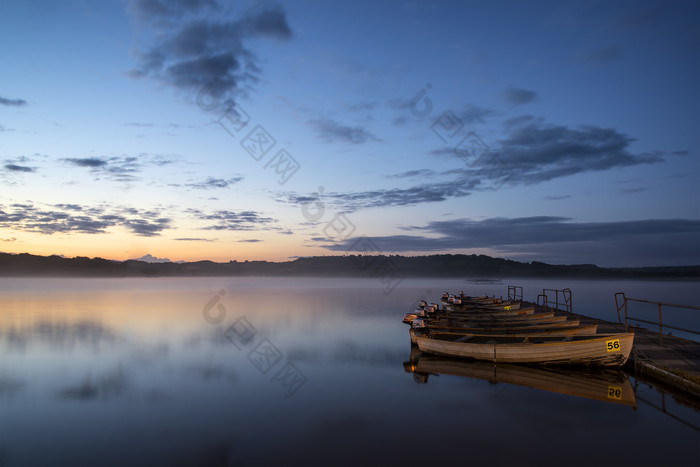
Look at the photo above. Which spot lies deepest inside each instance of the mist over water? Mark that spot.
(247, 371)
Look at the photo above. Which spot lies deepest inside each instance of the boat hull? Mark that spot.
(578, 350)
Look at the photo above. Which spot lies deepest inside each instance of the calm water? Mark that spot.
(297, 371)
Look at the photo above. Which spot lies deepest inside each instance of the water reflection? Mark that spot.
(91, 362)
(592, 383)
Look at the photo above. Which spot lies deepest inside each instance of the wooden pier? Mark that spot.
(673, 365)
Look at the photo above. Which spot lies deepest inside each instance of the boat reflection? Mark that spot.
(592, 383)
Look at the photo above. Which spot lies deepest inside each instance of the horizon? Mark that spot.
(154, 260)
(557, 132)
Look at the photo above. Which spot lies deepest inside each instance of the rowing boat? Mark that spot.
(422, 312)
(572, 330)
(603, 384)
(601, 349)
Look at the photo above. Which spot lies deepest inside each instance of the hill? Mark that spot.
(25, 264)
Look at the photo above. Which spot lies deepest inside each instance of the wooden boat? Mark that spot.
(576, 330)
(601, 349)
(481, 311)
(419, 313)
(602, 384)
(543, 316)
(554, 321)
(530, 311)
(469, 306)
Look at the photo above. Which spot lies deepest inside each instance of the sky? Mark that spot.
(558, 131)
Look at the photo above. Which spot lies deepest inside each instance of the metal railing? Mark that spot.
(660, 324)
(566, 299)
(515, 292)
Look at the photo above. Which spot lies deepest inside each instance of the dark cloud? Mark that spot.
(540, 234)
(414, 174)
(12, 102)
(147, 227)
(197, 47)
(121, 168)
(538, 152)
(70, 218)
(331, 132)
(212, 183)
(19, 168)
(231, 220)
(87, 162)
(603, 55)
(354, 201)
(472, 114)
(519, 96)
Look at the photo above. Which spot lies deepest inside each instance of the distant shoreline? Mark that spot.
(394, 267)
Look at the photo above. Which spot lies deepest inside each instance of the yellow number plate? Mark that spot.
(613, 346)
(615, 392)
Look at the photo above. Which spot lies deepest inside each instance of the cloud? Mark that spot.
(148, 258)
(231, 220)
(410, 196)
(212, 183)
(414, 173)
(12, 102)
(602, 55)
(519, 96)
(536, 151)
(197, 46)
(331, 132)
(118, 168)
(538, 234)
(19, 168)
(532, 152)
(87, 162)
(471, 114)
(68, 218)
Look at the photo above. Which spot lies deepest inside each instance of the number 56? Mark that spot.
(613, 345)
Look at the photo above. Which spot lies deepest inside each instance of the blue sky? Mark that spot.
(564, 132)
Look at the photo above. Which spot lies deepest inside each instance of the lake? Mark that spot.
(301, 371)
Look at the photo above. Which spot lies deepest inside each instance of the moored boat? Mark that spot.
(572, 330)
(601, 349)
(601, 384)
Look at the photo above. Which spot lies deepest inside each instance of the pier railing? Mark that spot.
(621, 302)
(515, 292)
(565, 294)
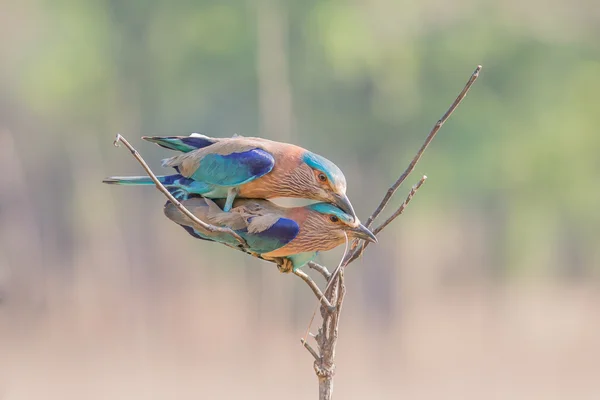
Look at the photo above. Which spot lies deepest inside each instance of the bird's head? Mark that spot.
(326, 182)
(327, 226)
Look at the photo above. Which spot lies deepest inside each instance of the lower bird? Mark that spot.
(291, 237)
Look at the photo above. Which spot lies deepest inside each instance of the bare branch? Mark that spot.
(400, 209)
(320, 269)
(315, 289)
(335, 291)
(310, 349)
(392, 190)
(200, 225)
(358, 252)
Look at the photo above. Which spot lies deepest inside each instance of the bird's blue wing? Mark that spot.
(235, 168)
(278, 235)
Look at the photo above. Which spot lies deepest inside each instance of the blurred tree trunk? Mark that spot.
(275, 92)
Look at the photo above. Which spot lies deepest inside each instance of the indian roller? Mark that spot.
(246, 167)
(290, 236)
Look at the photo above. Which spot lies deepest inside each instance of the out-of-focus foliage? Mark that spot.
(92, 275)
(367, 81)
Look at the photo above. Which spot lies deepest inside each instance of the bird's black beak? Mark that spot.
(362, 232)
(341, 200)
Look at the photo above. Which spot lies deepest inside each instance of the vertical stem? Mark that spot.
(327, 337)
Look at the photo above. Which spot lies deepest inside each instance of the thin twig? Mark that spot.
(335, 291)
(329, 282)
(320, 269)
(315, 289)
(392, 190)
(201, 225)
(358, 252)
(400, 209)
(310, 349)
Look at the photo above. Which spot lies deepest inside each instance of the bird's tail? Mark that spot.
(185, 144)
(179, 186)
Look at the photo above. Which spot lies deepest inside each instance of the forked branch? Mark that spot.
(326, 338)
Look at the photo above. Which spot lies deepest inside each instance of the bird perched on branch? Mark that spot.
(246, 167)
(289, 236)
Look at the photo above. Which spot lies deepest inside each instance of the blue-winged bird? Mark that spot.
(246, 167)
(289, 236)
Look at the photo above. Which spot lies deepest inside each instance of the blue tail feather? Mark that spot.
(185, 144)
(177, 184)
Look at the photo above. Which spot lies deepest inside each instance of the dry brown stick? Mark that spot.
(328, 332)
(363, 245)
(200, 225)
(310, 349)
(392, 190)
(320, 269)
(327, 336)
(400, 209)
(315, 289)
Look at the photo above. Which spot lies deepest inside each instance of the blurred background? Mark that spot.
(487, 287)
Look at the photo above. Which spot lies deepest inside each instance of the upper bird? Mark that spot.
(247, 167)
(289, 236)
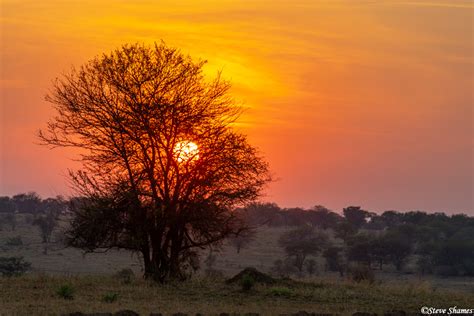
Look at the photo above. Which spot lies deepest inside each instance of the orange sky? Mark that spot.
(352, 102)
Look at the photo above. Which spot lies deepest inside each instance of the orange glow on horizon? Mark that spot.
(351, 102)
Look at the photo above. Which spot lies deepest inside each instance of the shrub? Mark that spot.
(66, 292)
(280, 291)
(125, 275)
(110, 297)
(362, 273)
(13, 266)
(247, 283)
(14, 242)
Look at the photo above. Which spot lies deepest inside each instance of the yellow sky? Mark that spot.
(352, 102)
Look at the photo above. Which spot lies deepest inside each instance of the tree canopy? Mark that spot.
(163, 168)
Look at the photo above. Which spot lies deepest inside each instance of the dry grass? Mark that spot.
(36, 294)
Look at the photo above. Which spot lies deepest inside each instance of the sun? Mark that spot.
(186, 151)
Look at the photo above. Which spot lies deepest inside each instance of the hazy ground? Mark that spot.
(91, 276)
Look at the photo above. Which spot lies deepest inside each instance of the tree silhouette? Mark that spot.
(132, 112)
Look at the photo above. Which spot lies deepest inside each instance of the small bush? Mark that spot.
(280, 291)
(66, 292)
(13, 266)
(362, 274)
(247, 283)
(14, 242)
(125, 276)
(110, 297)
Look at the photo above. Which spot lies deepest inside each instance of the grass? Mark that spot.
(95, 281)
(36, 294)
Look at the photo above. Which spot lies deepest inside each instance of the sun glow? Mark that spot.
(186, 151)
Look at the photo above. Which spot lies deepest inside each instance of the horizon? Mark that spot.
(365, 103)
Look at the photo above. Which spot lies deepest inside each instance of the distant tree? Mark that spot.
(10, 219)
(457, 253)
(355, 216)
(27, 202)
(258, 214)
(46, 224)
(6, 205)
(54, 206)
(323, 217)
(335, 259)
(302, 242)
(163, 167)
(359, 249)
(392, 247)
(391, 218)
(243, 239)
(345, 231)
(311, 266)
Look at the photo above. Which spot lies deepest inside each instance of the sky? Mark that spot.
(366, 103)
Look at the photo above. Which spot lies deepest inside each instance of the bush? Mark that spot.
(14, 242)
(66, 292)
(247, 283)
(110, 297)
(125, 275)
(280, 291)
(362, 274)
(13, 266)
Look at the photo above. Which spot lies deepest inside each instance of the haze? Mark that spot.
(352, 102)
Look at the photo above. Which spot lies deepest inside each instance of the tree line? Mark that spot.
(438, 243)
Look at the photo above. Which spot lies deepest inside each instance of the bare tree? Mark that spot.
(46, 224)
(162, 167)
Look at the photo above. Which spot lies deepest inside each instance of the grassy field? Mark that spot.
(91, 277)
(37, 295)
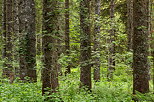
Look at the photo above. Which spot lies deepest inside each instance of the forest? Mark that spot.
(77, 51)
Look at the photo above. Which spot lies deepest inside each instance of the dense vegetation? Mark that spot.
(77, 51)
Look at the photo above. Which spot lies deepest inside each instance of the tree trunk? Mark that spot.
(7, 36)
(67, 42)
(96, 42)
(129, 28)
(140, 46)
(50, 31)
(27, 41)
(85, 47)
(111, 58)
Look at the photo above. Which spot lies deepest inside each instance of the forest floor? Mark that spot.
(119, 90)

> [Exercise] Starting with the line that holds "small bush? Mark that spot.", retype each line through the last one in the listing above, exactly as written. Do not copy any pictures.

> [Correct response]
Look at the photo above. Which spot lies deepest inside each instance of the small bush? Mark that spot.
(280, 291)
(66, 292)
(13, 266)
(362, 274)
(247, 283)
(14, 242)
(125, 276)
(110, 297)
Look at the photo above. Which spot lies deepest inside each instance of the grass? Mark that spot.
(95, 281)
(36, 294)
Look at the photo above. Which spot lies deepest inside each instance of the sun glow? Mark that spot.
(186, 151)
Look at the photo above. Which spot lies deepest inside each instance of the horizon? Mark that spot.
(365, 103)
Look at the photo above. Which spot lies deepest inside each instance of the distant tree? Mark that spot.
(10, 219)
(457, 253)
(355, 216)
(27, 202)
(258, 214)
(46, 224)
(6, 205)
(54, 206)
(323, 217)
(335, 259)
(302, 242)
(163, 167)
(359, 249)
(392, 247)
(391, 218)
(243, 239)
(345, 231)
(311, 266)
Look at the photo above. Which spot lies deepest inside each instance of the sky? Mark that spot.
(366, 103)
Look at the photo above. Which spot lies deepest inside each instance of the bush? Mark that spot.
(14, 242)
(66, 292)
(247, 283)
(110, 297)
(125, 275)
(280, 291)
(362, 274)
(13, 266)
Look at the photo above. Which spot lies deepest inside each instance of the haze? Mark that spot.
(352, 102)
Look at the photo above. Which spot lies deepest inside each instance of the tree line? Mark that spot.
(438, 243)
Look at the photo above. Which spot lies deepest inside each instance of the bare tree? Mark that spot.
(46, 224)
(162, 167)
Look at the photo above. Which spot lies deepest inside each instance of the grassy field? Mark that spot.
(91, 277)
(37, 295)
Look at the photo above. Which spot lies deepest inside each instance of the forest? Mark that spot.
(77, 51)
Look at the photo above. Which spot lies deepest inside each instance of the dense vegetation? Mark that spot.
(77, 51)
Look at the photo above. Which spot lies deepest inside each instance of the tree trunk? Mark that spot.
(7, 36)
(67, 42)
(96, 42)
(129, 28)
(140, 46)
(50, 31)
(27, 41)
(85, 47)
(111, 58)
Look at the photo above. Which spot lies deepest inside each instance of the forest floor? Mark that spot.
(119, 90)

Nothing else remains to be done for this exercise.